-- start INPUT --
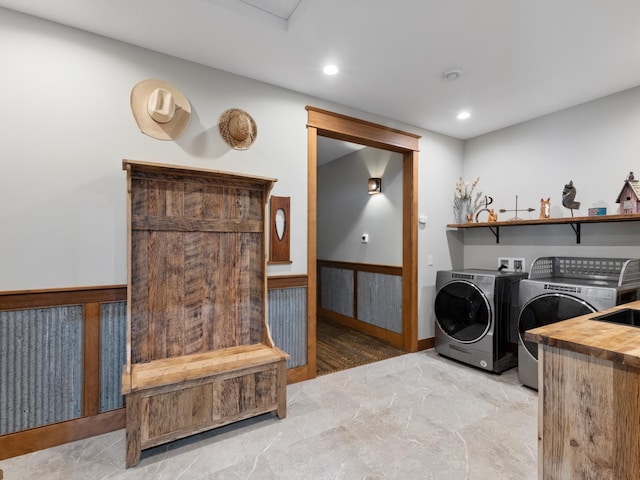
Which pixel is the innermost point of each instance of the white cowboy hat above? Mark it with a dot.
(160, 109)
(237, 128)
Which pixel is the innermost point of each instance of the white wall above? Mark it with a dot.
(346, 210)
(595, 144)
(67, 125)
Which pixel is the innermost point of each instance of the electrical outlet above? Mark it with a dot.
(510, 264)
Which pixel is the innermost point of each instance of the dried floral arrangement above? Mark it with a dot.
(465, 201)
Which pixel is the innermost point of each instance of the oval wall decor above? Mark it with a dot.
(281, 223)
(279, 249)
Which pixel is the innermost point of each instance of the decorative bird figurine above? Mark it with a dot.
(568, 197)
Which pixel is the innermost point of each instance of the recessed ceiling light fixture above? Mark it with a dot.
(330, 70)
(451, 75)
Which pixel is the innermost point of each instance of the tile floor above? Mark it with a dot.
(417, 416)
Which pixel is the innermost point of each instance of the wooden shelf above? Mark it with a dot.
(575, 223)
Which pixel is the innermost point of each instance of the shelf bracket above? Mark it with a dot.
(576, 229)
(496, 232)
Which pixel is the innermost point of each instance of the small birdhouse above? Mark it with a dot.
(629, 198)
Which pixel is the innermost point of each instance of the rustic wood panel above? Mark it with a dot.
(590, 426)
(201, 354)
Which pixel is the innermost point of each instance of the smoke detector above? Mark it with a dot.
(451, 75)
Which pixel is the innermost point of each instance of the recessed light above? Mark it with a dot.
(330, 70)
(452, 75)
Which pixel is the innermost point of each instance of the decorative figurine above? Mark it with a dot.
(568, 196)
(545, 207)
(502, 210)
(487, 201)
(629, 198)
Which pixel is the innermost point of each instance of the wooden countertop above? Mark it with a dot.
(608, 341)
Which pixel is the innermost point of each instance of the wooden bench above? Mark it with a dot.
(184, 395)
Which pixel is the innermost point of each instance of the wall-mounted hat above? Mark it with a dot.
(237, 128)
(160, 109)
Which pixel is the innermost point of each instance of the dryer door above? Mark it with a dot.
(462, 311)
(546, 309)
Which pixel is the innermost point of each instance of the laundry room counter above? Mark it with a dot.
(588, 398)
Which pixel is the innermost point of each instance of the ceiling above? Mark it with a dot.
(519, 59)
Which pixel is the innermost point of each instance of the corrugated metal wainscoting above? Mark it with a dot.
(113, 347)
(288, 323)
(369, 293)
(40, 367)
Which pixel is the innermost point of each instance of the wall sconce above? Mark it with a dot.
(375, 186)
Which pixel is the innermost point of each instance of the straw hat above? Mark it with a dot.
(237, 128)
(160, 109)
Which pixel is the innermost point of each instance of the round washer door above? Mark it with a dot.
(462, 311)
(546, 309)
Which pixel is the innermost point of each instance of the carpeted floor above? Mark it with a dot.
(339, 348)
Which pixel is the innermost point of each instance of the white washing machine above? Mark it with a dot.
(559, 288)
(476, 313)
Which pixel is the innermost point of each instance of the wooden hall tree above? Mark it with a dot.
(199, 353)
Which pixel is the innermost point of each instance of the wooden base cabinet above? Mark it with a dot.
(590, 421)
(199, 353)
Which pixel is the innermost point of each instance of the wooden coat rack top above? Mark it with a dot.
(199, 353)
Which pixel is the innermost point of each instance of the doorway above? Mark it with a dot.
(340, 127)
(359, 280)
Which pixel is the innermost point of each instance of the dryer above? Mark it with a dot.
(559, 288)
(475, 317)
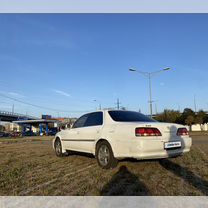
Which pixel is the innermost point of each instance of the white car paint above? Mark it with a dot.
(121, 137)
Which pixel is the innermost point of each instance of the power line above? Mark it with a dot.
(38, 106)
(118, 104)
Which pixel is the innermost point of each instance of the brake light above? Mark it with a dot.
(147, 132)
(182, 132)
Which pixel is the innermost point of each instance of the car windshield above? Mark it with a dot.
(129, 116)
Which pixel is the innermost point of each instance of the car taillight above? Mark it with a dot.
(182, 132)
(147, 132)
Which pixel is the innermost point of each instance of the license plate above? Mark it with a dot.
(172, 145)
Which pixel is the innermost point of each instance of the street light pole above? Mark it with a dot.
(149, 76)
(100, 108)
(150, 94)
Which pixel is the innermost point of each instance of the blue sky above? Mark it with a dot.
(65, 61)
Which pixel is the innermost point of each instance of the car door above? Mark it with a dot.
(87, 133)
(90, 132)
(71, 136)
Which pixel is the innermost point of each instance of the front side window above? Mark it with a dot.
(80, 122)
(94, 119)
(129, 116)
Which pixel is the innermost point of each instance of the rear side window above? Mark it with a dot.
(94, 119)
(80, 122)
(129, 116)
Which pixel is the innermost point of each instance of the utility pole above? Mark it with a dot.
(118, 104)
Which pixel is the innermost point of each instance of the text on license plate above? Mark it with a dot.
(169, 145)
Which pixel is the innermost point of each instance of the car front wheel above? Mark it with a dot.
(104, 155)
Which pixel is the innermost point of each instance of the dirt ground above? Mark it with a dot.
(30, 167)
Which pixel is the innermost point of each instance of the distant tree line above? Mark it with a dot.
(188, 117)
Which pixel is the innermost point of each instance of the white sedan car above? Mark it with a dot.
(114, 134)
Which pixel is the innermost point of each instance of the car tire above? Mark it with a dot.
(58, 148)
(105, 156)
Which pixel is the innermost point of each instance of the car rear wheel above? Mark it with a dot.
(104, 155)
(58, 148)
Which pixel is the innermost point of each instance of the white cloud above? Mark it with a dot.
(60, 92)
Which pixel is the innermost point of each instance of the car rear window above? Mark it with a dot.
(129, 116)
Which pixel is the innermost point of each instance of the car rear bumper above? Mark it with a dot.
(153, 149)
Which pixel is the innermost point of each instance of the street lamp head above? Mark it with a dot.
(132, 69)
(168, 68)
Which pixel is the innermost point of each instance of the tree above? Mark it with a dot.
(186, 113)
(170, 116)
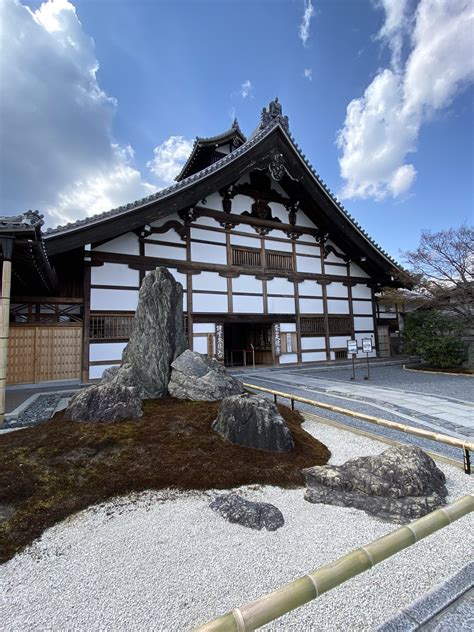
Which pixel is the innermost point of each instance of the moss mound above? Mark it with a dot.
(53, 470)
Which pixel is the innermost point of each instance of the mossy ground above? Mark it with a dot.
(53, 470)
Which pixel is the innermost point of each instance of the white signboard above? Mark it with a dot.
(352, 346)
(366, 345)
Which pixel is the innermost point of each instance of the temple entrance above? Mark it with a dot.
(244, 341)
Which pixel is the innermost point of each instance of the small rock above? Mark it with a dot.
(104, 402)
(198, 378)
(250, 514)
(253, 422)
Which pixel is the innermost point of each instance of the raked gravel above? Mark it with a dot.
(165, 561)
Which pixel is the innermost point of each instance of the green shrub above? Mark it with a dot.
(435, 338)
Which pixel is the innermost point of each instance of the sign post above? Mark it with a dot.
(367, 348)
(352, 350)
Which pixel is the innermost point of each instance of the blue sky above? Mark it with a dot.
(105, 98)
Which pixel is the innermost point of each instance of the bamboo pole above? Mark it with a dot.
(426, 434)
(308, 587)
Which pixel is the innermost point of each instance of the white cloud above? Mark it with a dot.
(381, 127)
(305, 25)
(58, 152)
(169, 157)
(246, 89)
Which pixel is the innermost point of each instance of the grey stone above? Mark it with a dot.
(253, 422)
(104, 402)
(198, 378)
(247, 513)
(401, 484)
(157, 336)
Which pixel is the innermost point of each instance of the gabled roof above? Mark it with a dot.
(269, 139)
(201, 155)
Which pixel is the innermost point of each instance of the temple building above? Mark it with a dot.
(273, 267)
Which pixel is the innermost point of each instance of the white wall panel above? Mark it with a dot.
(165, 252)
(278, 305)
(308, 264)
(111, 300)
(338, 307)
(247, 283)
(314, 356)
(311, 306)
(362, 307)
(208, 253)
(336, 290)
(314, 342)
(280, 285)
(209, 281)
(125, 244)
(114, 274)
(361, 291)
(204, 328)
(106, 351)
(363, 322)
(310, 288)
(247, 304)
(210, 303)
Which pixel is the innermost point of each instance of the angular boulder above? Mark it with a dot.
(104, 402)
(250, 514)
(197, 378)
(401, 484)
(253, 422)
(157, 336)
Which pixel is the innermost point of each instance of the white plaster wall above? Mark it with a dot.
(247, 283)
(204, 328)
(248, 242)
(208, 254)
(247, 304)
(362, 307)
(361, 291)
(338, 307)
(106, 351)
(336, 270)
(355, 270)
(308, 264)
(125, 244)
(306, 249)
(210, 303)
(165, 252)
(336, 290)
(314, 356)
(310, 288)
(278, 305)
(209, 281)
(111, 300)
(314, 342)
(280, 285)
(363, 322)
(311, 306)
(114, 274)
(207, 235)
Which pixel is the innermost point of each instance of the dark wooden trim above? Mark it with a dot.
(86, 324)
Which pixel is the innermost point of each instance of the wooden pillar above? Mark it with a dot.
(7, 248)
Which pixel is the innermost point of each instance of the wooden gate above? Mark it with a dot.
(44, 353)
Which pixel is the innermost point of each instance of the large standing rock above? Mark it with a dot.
-- end INPUT --
◆ PROBLEM ◆
Give back exactly the lines beginning at the one with "trim above? Mark it with a dot." and ending at the final line of the material; both boundary lines belong in it.

◆ COMPLETED EXERCISE ◆
Which pixel is the innermost point of each instance of the dark wooden trim above? Mark it with a dot.
(86, 324)
Which pixel is the innermost point of each instance of the wooden pillar above? Mark it with a dot.
(7, 248)
Which pixel is the innermost point of each instance of the wooden gate above? Mark it with a dot.
(44, 353)
Which pixel is the innermost point of each instance of the large standing rock above? Mark it with a dot.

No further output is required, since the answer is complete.